▶ **INFORMATION**

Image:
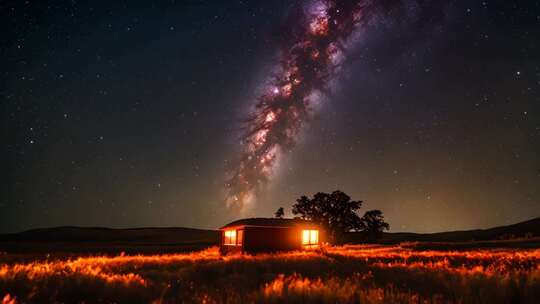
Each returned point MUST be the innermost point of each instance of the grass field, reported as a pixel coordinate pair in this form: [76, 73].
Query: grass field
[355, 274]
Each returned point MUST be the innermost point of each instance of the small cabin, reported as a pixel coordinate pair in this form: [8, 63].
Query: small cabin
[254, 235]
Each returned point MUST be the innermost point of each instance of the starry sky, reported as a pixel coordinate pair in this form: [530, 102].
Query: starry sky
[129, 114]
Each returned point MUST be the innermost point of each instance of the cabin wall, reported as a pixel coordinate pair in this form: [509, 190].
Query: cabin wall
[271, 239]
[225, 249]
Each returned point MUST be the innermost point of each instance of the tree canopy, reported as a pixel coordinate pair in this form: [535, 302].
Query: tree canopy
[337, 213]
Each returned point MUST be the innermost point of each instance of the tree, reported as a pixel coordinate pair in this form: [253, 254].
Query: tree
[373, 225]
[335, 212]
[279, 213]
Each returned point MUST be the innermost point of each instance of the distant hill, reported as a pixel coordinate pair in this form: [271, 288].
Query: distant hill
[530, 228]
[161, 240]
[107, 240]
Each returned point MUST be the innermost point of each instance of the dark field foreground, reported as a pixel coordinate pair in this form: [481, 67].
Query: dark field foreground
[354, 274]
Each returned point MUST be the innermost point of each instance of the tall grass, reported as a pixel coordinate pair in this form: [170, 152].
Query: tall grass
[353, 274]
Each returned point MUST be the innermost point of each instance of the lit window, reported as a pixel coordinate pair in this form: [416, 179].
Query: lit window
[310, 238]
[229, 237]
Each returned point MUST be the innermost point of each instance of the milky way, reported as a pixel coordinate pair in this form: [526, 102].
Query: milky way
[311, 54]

▶ **REQUIRED ACTION**
Restating the data word for word is the task, and pictures are to be omitted.

▶ **EXERCISE RESPONSE**
Image:
Each returned point MUST be the innermost point of each instance of the grass field, reported as a pixel coordinate pair in this form: [76, 73].
Query: grass field
[355, 274]
Each returned point MUST be the innermost point of each instance of the small cabin, reported as a pixel coordinate pair in this form: [8, 63].
Query: small cabin
[254, 235]
Each returned point MUST be the innermost point of each instance of the starry sky, reported as a pixel coordinate pair in this form: [530, 102].
Query: starry sky
[129, 114]
Each returned point MUST be the innermost point of each instance of the cabin wall, reported as a pixel coordinate pair in this form: [509, 190].
Query: cabin wall
[271, 239]
[225, 249]
Each returned point MUST be the innermost point of each instance of the tree canopy, reported as a pixel coordinate pair in this form: [535, 302].
Query: tree canopy
[337, 213]
Each returned point MUST be the innermost point of each instance of the tree, reported as a pixel coordinate pair in this form: [253, 254].
Query: tree
[373, 225]
[335, 212]
[279, 213]
Each returned point MUST be the innermost point of each instance of the distant hill, reported as a pixel coordinate pair in this form: [271, 288].
Query: distant hill
[530, 228]
[161, 240]
[107, 240]
Each returned point MUST be the innermost point of each instance of the dark field foreground, reported as a pixel coordinate pair in this form: [481, 67].
Query: dark field foreground
[354, 274]
Each returned point MUST be the innermost point of each instance of the tall grass, reported as a pixel coordinate pair in this form: [170, 152].
Query: tall grass
[353, 274]
Each returned point MUST be the innermost point of each instance of the lit window, reported as a pixel coordinate pair in this form: [416, 179].
Query: lit window
[310, 238]
[229, 237]
Each returned point MUST be the innermost point of each instance of the milky way, reported as a pixel coordinate pair in this form: [526, 102].
Query: milky way
[311, 54]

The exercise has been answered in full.